___ Information given ___
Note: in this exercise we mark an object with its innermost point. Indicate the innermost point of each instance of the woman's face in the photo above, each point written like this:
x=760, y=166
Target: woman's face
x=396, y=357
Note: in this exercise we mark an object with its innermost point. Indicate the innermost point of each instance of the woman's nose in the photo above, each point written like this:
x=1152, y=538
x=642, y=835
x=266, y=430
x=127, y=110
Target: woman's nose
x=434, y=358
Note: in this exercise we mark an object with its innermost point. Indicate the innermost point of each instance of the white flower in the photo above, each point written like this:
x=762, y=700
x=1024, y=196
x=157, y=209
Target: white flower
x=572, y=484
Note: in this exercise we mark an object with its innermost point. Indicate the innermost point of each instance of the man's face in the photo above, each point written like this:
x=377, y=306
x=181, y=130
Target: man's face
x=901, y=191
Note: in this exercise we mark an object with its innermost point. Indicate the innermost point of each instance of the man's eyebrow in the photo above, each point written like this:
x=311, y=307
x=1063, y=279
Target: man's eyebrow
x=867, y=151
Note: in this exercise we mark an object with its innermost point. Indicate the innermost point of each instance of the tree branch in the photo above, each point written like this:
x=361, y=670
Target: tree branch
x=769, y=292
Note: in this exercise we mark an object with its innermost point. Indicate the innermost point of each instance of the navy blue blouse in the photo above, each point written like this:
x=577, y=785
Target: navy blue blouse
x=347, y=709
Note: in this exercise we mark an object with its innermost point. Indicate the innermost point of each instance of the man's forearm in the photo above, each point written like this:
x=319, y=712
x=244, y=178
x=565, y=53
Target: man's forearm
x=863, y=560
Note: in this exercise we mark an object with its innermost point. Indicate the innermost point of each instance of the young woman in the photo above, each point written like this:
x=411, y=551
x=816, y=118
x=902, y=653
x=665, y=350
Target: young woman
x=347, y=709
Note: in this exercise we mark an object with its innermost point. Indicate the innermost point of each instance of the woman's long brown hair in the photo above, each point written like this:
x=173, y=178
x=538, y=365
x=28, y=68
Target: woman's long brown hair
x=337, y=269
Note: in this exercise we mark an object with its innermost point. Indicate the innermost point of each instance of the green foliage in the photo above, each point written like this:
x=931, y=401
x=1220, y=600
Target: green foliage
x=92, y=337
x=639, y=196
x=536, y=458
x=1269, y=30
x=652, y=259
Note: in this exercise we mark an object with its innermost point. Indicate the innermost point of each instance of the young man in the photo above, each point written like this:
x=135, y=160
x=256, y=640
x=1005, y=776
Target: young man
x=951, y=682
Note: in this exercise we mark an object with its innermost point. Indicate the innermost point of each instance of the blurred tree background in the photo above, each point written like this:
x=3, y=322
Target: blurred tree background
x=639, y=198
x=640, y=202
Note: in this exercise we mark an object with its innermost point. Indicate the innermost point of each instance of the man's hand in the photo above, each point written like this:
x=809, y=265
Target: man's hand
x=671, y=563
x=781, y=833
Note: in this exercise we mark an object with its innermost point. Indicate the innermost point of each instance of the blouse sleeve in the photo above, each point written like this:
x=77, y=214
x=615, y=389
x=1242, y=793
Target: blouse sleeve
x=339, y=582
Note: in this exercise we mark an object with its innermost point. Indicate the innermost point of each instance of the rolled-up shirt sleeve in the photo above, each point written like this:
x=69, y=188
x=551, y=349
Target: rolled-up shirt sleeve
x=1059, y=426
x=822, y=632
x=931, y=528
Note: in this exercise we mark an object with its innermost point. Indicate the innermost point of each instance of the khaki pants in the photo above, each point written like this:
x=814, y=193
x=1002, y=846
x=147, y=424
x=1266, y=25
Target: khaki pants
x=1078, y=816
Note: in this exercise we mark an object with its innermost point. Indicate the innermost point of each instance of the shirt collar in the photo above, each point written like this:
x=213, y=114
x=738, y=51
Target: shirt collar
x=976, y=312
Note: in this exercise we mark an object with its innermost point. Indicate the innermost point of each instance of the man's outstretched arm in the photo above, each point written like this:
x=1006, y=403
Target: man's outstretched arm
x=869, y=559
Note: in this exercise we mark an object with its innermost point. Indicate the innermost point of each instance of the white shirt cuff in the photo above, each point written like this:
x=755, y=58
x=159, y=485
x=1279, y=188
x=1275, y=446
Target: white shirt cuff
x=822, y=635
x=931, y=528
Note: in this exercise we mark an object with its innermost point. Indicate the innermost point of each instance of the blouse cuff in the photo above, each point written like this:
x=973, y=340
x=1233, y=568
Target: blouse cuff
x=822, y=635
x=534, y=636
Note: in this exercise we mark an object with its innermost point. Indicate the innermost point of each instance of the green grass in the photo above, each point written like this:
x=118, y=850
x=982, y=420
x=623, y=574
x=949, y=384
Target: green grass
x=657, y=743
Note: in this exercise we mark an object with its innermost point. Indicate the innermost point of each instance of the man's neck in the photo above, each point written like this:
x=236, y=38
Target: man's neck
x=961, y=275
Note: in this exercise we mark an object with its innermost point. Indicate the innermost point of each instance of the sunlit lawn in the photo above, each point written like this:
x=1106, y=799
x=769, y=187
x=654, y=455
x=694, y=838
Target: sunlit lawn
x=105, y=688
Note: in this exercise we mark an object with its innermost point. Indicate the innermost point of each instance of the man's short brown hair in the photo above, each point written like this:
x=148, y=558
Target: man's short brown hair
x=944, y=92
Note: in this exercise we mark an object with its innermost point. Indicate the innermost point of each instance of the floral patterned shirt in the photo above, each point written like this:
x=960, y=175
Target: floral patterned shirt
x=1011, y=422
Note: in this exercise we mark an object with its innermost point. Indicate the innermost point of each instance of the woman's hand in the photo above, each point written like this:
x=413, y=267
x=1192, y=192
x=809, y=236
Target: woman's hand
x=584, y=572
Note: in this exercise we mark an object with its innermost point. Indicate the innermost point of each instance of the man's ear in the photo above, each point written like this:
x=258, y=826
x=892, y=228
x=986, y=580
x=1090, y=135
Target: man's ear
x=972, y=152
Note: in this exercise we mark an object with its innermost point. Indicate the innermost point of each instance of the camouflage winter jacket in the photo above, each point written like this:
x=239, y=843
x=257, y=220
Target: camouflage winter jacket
___
• What is expected
Repeat every one of the items above verbatim, reproducing each line without any alteration.

• The response
Note: in this exercise we mark an object with its innermost point. Indicate the innermost point of each instance of the woman's face in the photo above, each point written like this:
x=760, y=166
Target: woman's face
x=396, y=357
Note: in this exercise we mark an object with its innermost point. Indicate the innermost point of each instance of the woman's nose in the photo above, each point written like this:
x=1152, y=538
x=642, y=835
x=266, y=430
x=127, y=110
Target: woman's nose
x=434, y=358
Note: in this exercise we mark an object with its innermost point. Indicate the innermost point of each instance of the white flower in the photo above, each point written like this:
x=762, y=700
x=1024, y=196
x=157, y=209
Target: white flower
x=572, y=484
Note: in this exercise we mark an object with its innermost point. Indicate the innermost point of each instance of the man's face in the photo above, each point written like this:
x=377, y=306
x=181, y=130
Target: man's face
x=901, y=191
Note: in this exercise we mark an object with its innermost point. Indicate the innermost point of each instance of the man's eyebrow in the photo above, each point written like this:
x=311, y=307
x=1063, y=279
Target: man's eyebrow
x=867, y=151
Note: in this exercise we mark an object with its innermost point. Indicate the innermost point of each instance of the tree branch in the photo above, each point written like this:
x=361, y=670
Target: tree branch
x=769, y=292
Note: in this exercise we mark an object with its innermost point. Indicate the innermost point of each instance of the navy blue blouse in the photo above, each point written like this:
x=577, y=785
Target: navy blue blouse
x=347, y=709
Note: in this exercise we mark an object with its innermost point. Indicate the innermost point of each instance of the man's forearm in the photo above, each point written like this:
x=319, y=712
x=244, y=178
x=565, y=53
Target: man's forearm
x=863, y=560
Note: in this exercise we mark an object with its innermost point. Indicate the innermost point of each instance of the young woman in the photo above, each point written like this:
x=411, y=551
x=816, y=118
x=902, y=653
x=665, y=350
Target: young woman
x=347, y=709
Note: in this exercise we mark an object with its innermost point. Indicate the innermost point of each instance of the woman's long brown hair in the photo above, each point written like this:
x=173, y=178
x=538, y=365
x=28, y=68
Target: woman's long brown hair
x=337, y=269
Note: in this exercise we mark an object with its innermost point. Indicate the innermost point of each instance of the green foliage in the photo above, each point written like this:
x=931, y=401
x=1220, y=600
Target: green foliage
x=92, y=337
x=639, y=196
x=536, y=458
x=1269, y=30
x=652, y=259
Note: in this exercise we mark an object with its innermost point. Indicate the innermost point of each instance of the young man in the photo above, each point written like this:
x=135, y=160
x=256, y=640
x=1005, y=776
Target: young man
x=951, y=682
Note: in this exercise we mark an object with its innermost point. Indicate the innermost point of each instance of the blurred tree background in the photo above, each point written like this:
x=3, y=322
Target: blurred tree background
x=639, y=198
x=640, y=202
Note: in this exercise we mark an object with its innermost point. Indicate the innermost point of each instance of the man's hand in the photo above, each point written like this:
x=809, y=265
Target: man's hand
x=671, y=563
x=781, y=833
Note: in this exercise we mark an object with its innermost point. Indicate the innermost point of each instance of the blouse sleeve in the photo above, each point written like this:
x=77, y=214
x=615, y=389
x=1242, y=793
Target: blouse sleeve
x=339, y=582
Note: in this exercise we mark an object with its innermost point. Indicate the innermost point of each instance of the rolled-up shirt sleeve in the photo above, each point written like this:
x=69, y=188
x=551, y=349
Target: rolled-up shirt sleeve
x=1059, y=426
x=822, y=632
x=931, y=528
Note: in this exercise we mark an object with its innermost point. Indicate the innermost point of each instance of the khaki pants in the photo above, each point written like this:
x=814, y=193
x=1002, y=846
x=147, y=424
x=1266, y=25
Target: khaki pants
x=1078, y=816
Note: in this exercise we mark an object with its innermost point. Indicate the innermost point of each instance of the shirt collar in the photo above, each point written like this:
x=213, y=114
x=738, y=51
Target: shirt collar
x=976, y=312
Note: in this exercise we mark an object with its innermost point. Indicate the innermost point of each instance of the man's outstretched arm in the photo above, each point written like this:
x=1006, y=403
Target: man's outstretched arm
x=869, y=559
Note: in this exercise we mark an object with its innermost point. Indicate the innermost point of each instance of the white shirt cuff in the photo above, each point written like this:
x=755, y=58
x=159, y=485
x=1279, y=188
x=1275, y=446
Target: white shirt cuff
x=822, y=635
x=931, y=528
Note: in this exercise we mark an object with its innermost point. Indicate the innermost point of each instance of the blouse cuff in the photo above, each point written like this:
x=973, y=340
x=1233, y=568
Target: blouse cuff
x=822, y=635
x=534, y=636
Note: in this exercise we mark an object with its innermost point. Indicate the innermost point of each instance of the green grass in the photo above, each point written like this:
x=118, y=850
x=982, y=420
x=623, y=574
x=949, y=384
Target: green grass
x=657, y=743
Note: in this exercise we mark an object with its innermost point. Indicate the innermost point of each instance of the man's neck in the photo above, each point written like this:
x=236, y=38
Target: man's neck
x=961, y=275
Note: in this exercise we mark an object with its innermost point. Indicate the innermost point of each instance of the sunlit lawn in the photo above, each point written like this:
x=1106, y=799
x=769, y=187
x=654, y=455
x=694, y=838
Target: sunlit lawn
x=105, y=688
Note: in this exercise we mark an object with its innermost point. Indicate the innermost point of each instance of the man's short brown hair in the photo above, each point written like this:
x=148, y=558
Target: man's short brown hair
x=944, y=92
Note: in this exercise we mark an object with its innermost point. Indicate the innermost point of each instance of the floral patterned shirt in the photo above, each point written like this:
x=960, y=175
Target: floral patterned shirt
x=1011, y=422
Note: in this exercise we mark an object with its innermost point. Indicate the innermost point of each instance of the woman's hand in the photo above, each point written like this:
x=413, y=267
x=1192, y=192
x=809, y=236
Target: woman's hand
x=584, y=572
Note: in this exercise we mark an object with its innermost point. Indicate the innermost point of each instance of the man's ear in the photo above, each point written like this:
x=258, y=826
x=892, y=228
x=986, y=580
x=1090, y=135
Target: man's ear
x=972, y=152
Note: in this exercise we mark an object with its innermost point. Indicate the innermost point of each instance of the camouflage winter jacket in the photo above, each point written like this:
x=239, y=843
x=257, y=220
Target: camouflage winter jacket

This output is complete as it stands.